## Brief
Transcribe the passage of the excerpt on pulmonary hypoplasia between "Ultrasonography can be used to assess" and "also be seen.", inclusive.
== Selected extract
MRI of the fetus is being increasingly used to predict the presence of pulmonary hypoplasia. ^[12] Factors used for prediction are (1) the fetal lung volume, (2) the relative lung volume, and (3) the ratio of lung volume to body weight (which is the most widely used ratio). ^{[18, 19, 20, 21, 22]}

Fetal lung volume is measured by obtaining thin sections of the lung. The cross-sectional area is calculated by drawing an outline of the lung and estimating the area within it. Volume of each section is obtained by multiplying the area by the section thickness.

To determine the relative lung volume, the percentage of lung volume is calculated relative to the expected lung volume for the patient's gestational age. This parameter is not applicable when the fetus is macrosomic or has retardation.

A combination of MRI and ultrasonography can also be used to predict the development of pulmonary hypoplasia. Tanigaki et al used the ratio of fetal lung volume measured by means of MRI and fetal body weight estimated by means of ultrasonography for this purpose. ^[23]

The use of lung-to-liver signal intensity ratio (LLSIR) on T2-weighted images to predict fetal pulmonary hypoplasia has been proposed. ^[24]

Postnatally, MR angiography is a reliable method of assessing pulmonary vasculature, which can be hypoplastic and aberrant but not completely absent (unlike agenesis).

As discussed in the MRI section, antenatal ultrasonography can be used to predict development of pulmonary hypoplasia. ^{[9, 10, 25, 26, 27, 28]} Features that are useful in predicting pulmonary hypoplasia are (1) the lung area; (2) the ratio of lung area to thoracic area; (3) the ratio of thoracic to abdominal circumference; and (4) lung volume, which can be measured by using many techniques, including 3-dimensional ultrasonography.

Ultrasonography can be used to assess factors contributing to pulmonary hypoplasia, such as oligohydramnios, renal agenesis, renal obstruction, renal cysts, renal dysplasia, diaphragmatic hernia, thoracic and abdominal masses, and pleural effusion. Associated congenital malformations can also be seen.

Doppler ultrasonography of the fetal pulmonary arteries is a useful study in capable hands. In hypoplasia, the development of pulmonary vasculature is delayed and the vessels are hypoplastic, resulting in increased impedance. This results in increased pulsatility index and decreased peak systolic velocity.
====
== Data to examine
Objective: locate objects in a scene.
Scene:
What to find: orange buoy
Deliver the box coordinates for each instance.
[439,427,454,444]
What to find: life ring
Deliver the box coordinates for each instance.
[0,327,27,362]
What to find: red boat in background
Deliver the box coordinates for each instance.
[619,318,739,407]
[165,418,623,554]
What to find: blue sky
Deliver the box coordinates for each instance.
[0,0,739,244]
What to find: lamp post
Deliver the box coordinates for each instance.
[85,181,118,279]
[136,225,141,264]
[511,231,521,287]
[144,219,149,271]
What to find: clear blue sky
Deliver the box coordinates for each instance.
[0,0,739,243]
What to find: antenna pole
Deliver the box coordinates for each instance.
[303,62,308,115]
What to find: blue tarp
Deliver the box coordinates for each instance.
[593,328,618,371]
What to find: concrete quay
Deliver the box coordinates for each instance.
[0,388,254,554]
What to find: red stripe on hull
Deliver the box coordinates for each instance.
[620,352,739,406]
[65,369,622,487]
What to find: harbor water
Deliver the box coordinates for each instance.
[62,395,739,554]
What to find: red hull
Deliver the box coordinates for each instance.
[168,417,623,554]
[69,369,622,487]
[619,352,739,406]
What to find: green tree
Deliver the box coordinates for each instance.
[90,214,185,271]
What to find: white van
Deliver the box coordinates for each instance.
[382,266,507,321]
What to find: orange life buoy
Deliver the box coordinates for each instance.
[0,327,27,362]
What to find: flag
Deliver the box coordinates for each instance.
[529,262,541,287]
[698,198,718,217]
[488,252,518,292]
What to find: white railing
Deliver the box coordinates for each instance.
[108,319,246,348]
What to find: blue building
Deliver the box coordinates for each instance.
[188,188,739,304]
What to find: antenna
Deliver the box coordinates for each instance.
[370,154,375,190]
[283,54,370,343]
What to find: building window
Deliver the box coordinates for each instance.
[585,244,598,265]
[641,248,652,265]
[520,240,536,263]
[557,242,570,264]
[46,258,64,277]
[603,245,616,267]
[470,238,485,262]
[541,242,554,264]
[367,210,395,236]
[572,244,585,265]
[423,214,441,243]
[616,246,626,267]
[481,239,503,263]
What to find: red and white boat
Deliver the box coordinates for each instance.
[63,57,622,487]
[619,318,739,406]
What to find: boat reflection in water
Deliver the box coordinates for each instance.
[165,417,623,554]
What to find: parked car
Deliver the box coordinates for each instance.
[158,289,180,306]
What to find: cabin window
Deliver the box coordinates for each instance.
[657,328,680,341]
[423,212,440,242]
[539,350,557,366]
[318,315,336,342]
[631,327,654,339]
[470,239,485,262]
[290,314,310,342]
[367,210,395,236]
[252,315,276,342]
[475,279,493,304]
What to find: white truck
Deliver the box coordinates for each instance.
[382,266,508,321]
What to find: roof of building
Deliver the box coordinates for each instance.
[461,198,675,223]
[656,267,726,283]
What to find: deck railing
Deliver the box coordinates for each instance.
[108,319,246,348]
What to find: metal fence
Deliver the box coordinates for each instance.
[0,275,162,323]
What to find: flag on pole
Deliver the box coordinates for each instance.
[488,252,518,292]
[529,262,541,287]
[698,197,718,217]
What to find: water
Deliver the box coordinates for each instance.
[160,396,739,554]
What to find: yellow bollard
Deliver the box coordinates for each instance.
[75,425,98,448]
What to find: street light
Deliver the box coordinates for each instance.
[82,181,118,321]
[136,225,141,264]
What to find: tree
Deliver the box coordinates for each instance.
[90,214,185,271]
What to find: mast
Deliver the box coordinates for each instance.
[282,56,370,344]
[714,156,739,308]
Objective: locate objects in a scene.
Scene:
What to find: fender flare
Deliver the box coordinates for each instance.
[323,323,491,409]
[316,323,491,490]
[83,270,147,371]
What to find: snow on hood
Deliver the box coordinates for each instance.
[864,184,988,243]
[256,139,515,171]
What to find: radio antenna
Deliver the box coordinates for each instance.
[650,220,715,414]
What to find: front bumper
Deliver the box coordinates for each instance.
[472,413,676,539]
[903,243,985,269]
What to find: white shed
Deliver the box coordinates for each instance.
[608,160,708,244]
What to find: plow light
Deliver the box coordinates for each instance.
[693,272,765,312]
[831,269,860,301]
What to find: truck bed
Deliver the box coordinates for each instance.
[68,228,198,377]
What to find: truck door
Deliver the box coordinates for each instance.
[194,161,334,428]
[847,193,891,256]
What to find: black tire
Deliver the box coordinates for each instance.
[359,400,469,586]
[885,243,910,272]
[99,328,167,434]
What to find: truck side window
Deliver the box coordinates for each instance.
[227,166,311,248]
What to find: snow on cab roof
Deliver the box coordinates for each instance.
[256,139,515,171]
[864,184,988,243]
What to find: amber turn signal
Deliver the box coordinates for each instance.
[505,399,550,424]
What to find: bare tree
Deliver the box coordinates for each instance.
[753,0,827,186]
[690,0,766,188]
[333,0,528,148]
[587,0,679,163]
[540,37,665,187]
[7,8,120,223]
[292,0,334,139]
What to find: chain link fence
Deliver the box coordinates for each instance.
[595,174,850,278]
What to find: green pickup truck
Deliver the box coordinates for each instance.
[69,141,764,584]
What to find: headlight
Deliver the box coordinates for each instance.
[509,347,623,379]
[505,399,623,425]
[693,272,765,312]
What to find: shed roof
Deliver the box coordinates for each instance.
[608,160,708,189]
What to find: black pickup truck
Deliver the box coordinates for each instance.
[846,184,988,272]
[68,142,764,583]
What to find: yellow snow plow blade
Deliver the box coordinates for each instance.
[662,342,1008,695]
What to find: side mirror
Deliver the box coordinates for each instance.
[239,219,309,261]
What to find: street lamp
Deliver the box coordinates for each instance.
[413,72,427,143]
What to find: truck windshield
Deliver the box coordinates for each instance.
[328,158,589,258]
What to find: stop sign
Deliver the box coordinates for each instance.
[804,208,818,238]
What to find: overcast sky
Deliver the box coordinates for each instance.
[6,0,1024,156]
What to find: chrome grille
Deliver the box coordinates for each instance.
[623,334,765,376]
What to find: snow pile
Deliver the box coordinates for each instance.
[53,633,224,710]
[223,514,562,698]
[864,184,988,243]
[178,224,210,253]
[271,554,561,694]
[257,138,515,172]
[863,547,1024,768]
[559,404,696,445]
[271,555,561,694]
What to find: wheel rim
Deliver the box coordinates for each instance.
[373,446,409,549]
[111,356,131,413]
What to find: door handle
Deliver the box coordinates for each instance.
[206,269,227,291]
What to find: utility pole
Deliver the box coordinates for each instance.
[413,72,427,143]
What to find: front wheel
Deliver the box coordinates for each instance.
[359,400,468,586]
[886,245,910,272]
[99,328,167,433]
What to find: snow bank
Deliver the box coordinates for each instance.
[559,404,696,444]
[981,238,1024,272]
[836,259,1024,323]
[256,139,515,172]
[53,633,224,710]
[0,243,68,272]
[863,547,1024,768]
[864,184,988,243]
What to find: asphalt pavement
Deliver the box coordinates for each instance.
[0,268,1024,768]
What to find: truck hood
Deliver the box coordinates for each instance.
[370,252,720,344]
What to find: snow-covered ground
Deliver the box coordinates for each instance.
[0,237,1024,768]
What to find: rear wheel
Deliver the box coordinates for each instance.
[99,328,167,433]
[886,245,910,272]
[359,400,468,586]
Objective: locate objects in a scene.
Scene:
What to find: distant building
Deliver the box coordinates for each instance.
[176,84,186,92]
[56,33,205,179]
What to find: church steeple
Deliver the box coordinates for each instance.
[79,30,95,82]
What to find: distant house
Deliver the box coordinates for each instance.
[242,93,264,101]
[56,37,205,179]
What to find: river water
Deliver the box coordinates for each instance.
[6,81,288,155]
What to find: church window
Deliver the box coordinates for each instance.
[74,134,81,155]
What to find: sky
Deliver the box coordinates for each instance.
====
## Response area
Ultrasonography can be used to assess factors contributing to pulmonary hypoplasia, such as oligohydramnios, renal agenesis, renal obstruction, renal cysts, renal dysplasia, diaphragmatic hernia, thoracic and abdominal masses, and pleural effusion. Associated congenital malformations can also be seen.